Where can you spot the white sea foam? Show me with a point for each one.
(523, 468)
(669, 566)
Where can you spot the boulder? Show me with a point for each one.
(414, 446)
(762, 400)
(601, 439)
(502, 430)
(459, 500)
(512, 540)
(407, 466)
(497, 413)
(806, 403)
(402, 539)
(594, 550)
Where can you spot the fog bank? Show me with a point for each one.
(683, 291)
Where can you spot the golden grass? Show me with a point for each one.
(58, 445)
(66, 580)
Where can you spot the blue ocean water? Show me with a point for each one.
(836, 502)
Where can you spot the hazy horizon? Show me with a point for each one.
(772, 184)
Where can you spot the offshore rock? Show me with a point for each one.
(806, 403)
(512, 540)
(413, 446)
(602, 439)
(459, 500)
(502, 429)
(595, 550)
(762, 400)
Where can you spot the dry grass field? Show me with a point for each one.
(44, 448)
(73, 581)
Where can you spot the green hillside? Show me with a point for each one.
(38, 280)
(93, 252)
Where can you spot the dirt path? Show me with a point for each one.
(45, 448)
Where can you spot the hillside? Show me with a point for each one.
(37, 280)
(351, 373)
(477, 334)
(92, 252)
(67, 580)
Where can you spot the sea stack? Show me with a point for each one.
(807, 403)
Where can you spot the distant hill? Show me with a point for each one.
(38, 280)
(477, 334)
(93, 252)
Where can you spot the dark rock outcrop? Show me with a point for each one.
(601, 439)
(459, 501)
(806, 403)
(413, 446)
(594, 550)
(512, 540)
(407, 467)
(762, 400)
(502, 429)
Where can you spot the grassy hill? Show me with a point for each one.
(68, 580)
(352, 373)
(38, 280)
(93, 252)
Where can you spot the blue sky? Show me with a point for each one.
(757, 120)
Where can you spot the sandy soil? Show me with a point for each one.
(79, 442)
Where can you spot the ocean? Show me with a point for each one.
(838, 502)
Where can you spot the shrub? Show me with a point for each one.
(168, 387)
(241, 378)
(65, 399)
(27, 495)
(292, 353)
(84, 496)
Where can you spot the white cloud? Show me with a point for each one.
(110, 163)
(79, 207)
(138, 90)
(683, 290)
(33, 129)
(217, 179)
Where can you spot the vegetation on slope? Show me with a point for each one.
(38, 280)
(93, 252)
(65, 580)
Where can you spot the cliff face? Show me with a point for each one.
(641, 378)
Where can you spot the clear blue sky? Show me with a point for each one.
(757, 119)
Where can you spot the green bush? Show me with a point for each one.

..........

* ACTION ITEM: Print exactly the lines of the records from the one containing "Where can you spot the clear" through the end, and nothing besides them.

* SOLUTION TO THIS PROBLEM:
Where can you spot the clear blue sky? Show me with a point for each one.
(757, 119)
Where can you spot the green bush? Show me with a point for each one.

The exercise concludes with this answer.